GIVEN TEXT ::
Begin
The builder of a downtown San Jose apartment tower shelled out $250,000 to workers to settle labor violations alleged by federal investigators. Full Power Properties LLC—the builder that succeeded KT Urban on the the 650-unit Silvery Towers project—owed the money to 22 workers, the U.S. Department of Labor (DOL) announced last week.
Investigators found that Full Power Properties profited off underpaid workers employed by Job Torres, a subcontractor doing business as Nobilis Construction. During off hours, those workers lived in captivity, in a squalid warehouse run by Torres.
Acting on a tip that Hayward-based Nobilis Construction used undocumented workers as slaves, agents from the U.S. Department of Homeland Security served search warrants at multiple sites in August of 2017, took Torres into federal custody and referred the case to the DOL‘s Wage and Hour Division.
Investigators say they found that Torres kept workers in a cramped second-story loft hidden behind a wall, with wood bunks and no running water. Torres allegedly locked the door from the outside, which led investigators to conclude that the workers were being held against their will.
End
TASKS TO PERFORM ::
a: Rewrite everything in the article from "Acting on a" down to "against their will.", replacing "loft" with "attic".
b: Answer these questions from the article:
(i) How many workers were owed the settlement money?
(ii) Which federal agency's agents served search warrants in August of 2017?
(iii) In what city was Nobilis Construction based?

INFORMATION SUPPLIED ::
Begin
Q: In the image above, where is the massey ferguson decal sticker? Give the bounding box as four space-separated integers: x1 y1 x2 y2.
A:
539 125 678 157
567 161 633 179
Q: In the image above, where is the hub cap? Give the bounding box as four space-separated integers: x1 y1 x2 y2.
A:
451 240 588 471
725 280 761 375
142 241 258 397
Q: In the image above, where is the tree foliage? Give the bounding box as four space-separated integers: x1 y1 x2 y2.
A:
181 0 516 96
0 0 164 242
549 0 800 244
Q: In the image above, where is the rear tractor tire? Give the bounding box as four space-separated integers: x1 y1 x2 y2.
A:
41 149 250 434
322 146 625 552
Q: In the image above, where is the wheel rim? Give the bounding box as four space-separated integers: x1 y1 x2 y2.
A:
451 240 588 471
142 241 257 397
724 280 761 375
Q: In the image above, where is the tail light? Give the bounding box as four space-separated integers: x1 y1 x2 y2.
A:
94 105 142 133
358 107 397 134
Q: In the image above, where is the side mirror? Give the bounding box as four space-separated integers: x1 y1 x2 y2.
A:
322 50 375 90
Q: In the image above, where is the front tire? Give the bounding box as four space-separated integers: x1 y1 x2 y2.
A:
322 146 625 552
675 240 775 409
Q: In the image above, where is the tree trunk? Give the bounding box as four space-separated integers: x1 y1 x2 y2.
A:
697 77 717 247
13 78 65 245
End
Begin
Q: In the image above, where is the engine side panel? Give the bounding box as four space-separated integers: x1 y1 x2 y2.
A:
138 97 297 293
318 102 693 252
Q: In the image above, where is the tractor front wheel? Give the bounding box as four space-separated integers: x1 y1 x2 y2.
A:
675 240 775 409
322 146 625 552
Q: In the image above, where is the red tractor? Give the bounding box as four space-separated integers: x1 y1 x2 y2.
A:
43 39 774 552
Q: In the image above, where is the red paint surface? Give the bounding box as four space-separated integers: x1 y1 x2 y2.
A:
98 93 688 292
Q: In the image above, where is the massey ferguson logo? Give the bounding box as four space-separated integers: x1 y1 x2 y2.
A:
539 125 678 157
End
OUTPUTS FOR THE TASKS ::
a:
Acting on a tip that Hayward-based Nobilis Construction used undocumented workers as slaves, agents from the U.S. Department of Homeland Security served search warrants at multiple sites in August of 2017, took Torres into federal custody and referred the case to the DOL‘s Wage and Hour Division.
Investigators say they found that Torres kept workers in a cramped second-story attic hidden behind a wall, with wood bunks and no running water. Torres allegedly locked the door from the outside, which led investigators to conclude that the workers were being held against their will.

b:
(i) 22 workers.
(ii) The U.S. Department of Homeland Security.
(iii) Hayward.